Multiplex owners have held firm in their stand-off against Bollywood, forcing the producers to back off from most of their demands.
While the producers have been hinting at an end to their strike, multiplex owners brushed off talk of resolution and said that they remained where they had stood on the question of profit sharing.
"Let them bring one major film out and it will all collapse," said one multiplex chain owner, who has held this view from the first day. Star Box Office spoke to three major chains on Friday and all three declined official comment, but said they were pleased at the way things were progressing.
The producers had demanded a 50 per cent share of profit for the duration of the film. This had been the primary demand and it was comprehensively rejected. A compromise pushed by the producers early this month was a ratio of 50 per cent of the first week, 45 per cent of the next week and 40 per cent for the third week. That too did not fly.
The second compromise that Bollywood made was to offer a 50: 42.5: 35. But this also was rejected to their surprise.
Reports said a 50: 42.5: 32.5 formula had been accepted by all, but even this is not certain. "It has been put to us, and now we must respond," said the multiplex owner. Even though the producers' strike has all but collapsed and their gambit to strong-arm the multiplexes failed comprehensively, the matter might still not go through. This is because some multiplex owners, scenting blood, are unwilling to let go the 2.5 per cent, and that too in the second and third week, which the producers say they will be happy with.

- **What you need to do**:
**1.** Answer these questions from the article about the multiplex dispute:
(a) How many major chains did Star Box Office speak to on Friday?
(b) What share of profit did the producers originally demand, and for how long?
(c) What ratio did Bollywood offer in its second compromise?
**2.** Carry the article about the multiplex dispute forward from its final sentence.
The listing that comes next has no connection to the article about the dispute between multiplexes and Bollywood producers.

- **Dataset excerpts**:

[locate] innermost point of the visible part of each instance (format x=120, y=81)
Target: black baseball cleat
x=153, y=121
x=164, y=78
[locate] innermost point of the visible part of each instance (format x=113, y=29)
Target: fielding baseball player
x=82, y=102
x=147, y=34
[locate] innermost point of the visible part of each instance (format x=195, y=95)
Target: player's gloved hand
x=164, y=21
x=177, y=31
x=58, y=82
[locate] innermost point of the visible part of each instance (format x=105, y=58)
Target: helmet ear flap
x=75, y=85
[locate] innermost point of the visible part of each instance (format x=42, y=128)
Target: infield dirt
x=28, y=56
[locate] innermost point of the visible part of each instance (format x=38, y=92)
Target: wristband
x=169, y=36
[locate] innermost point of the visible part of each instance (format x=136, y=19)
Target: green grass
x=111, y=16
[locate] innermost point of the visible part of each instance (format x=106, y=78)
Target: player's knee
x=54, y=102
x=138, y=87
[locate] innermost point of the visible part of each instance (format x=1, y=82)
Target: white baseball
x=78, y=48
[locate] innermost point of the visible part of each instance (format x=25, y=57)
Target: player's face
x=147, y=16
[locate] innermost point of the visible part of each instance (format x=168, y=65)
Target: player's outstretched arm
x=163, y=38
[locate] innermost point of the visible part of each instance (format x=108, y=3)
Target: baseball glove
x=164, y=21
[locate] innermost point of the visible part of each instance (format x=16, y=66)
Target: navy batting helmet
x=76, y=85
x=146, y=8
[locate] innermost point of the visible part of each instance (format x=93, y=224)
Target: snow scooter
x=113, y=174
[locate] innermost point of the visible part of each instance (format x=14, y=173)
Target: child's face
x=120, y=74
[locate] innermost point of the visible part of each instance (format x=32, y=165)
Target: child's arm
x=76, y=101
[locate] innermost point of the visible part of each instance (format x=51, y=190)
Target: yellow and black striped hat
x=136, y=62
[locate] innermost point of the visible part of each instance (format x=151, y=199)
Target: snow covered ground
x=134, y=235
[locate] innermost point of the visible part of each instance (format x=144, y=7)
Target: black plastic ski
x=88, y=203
==
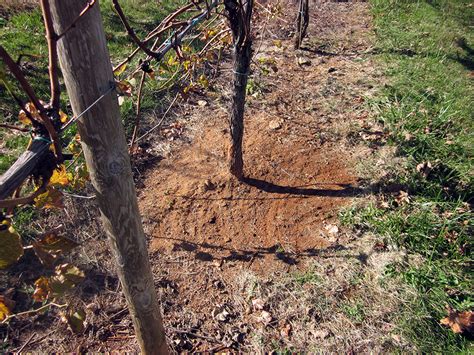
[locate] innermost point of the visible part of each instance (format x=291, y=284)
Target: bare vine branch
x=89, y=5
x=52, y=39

- **Expected answers**:
**1.**
(a) Three.
(b) A 50 per cent share for the duration of the film.
(c) 50: 42.5: 35.

**2.**
Most Bollywood movies are thinned-out or off the screen by week three so it is unlikely that this will remain a sticking point, and the majority of multiplex owners are now inclined to sign the deal.
Vashu Bhagnani, whose son Jackky's debut Kal Kissne Dekha has been hanging because of the strike, himself made a last-ditch attempt to convince the multiplexes to throw the producers a bone.
The ball is now with the multiplexes, who must announce their approval of the additional two and a half per cent for releases beginning with next week's. What is now likely to come is an agreement which more or less reverts to the earlier profit sharing ratio, and that means that Bollywood's strike failed.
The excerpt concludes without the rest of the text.